**Exercise**: Reproduce every one of the rows below verbatim, keeping each character and line break unchanged.

**Entries**:
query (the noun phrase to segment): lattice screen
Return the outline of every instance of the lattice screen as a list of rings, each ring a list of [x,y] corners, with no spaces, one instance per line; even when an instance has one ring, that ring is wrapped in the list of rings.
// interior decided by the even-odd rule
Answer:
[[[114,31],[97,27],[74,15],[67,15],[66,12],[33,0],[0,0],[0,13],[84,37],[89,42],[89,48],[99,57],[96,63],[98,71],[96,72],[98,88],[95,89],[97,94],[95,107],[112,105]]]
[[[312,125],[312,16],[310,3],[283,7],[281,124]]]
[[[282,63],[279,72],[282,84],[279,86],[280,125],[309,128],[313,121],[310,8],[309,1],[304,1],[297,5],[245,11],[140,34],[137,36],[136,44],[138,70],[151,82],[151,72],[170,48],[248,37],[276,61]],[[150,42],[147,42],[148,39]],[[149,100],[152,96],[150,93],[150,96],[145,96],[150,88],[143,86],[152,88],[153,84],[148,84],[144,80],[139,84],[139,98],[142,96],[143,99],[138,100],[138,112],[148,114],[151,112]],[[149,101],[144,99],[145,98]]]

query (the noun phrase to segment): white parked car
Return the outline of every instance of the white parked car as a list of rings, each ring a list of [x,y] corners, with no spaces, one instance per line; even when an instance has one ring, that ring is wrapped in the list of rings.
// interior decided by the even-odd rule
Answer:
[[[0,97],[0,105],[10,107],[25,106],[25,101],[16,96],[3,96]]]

**Reply to the exercise**:
query (the noun phrase to segment): lattice screen
Return the outline of every instance of the lattice screen as a list of rings, each ring a list of [x,y] corners, with no spaces, one instance per line; even when an instance has one ring, that ring is wrapped in the list of rings.
// interior decided by the even-odd rule
Answer:
[[[114,31],[97,27],[74,15],[67,15],[66,12],[33,0],[0,0],[0,13],[84,37],[89,42],[89,48],[99,57],[96,63],[98,71],[96,72],[98,88],[95,89],[97,94],[95,107],[112,105]]]
[[[312,125],[312,16],[310,3],[283,7],[281,124]]]
[[[282,63],[279,72],[282,84],[279,86],[280,125],[309,128],[313,121],[310,8],[309,1],[304,1],[297,5],[245,11],[140,34],[137,36],[136,44],[138,70],[151,82],[151,72],[170,48],[248,37],[276,61]],[[150,42],[147,42],[148,39]],[[149,100],[152,96],[150,93],[150,96],[145,96],[150,88],[143,86],[152,88],[153,84],[148,84],[144,80],[139,84],[139,98],[142,96],[143,99],[138,100],[138,112],[148,114],[151,112]],[[149,101],[144,99],[145,98]]]

query (the noun phrase to segment): white parked car
Return the outline of every instance of the white parked car as a list of rings, each ring a list of [x,y] corners, with no spaces, one instance per line; even when an instance has one ring, that ring is wrapped in the list of rings.
// interior decided by the even-odd rule
Answer:
[[[0,97],[0,105],[10,107],[25,106],[25,101],[16,96],[3,96]]]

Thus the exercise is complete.